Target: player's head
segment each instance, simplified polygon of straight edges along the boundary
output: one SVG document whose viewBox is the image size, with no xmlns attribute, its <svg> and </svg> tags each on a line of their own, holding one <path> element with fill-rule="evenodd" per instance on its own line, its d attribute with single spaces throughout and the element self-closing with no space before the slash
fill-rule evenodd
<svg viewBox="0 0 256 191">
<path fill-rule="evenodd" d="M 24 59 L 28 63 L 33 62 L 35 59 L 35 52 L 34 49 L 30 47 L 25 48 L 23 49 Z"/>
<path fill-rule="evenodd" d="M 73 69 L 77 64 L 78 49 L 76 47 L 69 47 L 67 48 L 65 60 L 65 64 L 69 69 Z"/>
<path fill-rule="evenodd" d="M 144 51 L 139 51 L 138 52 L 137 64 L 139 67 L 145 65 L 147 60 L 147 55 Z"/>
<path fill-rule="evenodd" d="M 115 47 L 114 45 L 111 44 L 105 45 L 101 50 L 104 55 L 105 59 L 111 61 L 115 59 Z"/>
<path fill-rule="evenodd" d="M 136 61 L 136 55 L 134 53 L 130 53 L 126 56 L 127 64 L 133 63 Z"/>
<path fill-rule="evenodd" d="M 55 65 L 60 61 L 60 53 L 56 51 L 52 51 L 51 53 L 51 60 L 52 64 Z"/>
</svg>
::::::
Sustituye "head" por "face" en todos los registros y vuelve a escribir sus líneas sin alterar nada más.

§ RESULTADO OBTENIDO:
Target: player's face
segment each instance, simplified polygon of straight edges along the boundary
output: one SVG document whose viewBox is the image size, with no xmlns attribute, its <svg> and </svg> tags each on a line of their own, holding one <path> element with fill-rule="evenodd" per instance on its own line, its d attribute with single spaces throughout and the element self-closing with no space before the slash
fill-rule evenodd
<svg viewBox="0 0 256 191">
<path fill-rule="evenodd" d="M 24 59 L 28 63 L 33 62 L 35 59 L 35 52 L 34 49 L 30 47 L 25 48 L 23 49 Z"/>
<path fill-rule="evenodd" d="M 73 69 L 77 64 L 78 49 L 76 47 L 69 47 L 67 48 L 65 60 L 65 64 L 69 69 Z"/>
<path fill-rule="evenodd" d="M 144 51 L 139 51 L 138 52 L 137 64 L 139 67 L 145 65 L 147 60 L 147 55 Z"/>
<path fill-rule="evenodd" d="M 115 47 L 114 45 L 111 44 L 105 45 L 101 50 L 104 55 L 105 59 L 111 61 L 115 59 Z"/>
<path fill-rule="evenodd" d="M 136 61 L 136 55 L 134 53 L 130 53 L 126 56 L 127 64 L 133 63 Z"/>
<path fill-rule="evenodd" d="M 55 65 L 60 61 L 60 53 L 56 51 L 52 51 L 51 53 L 51 60 L 52 64 Z"/>
</svg>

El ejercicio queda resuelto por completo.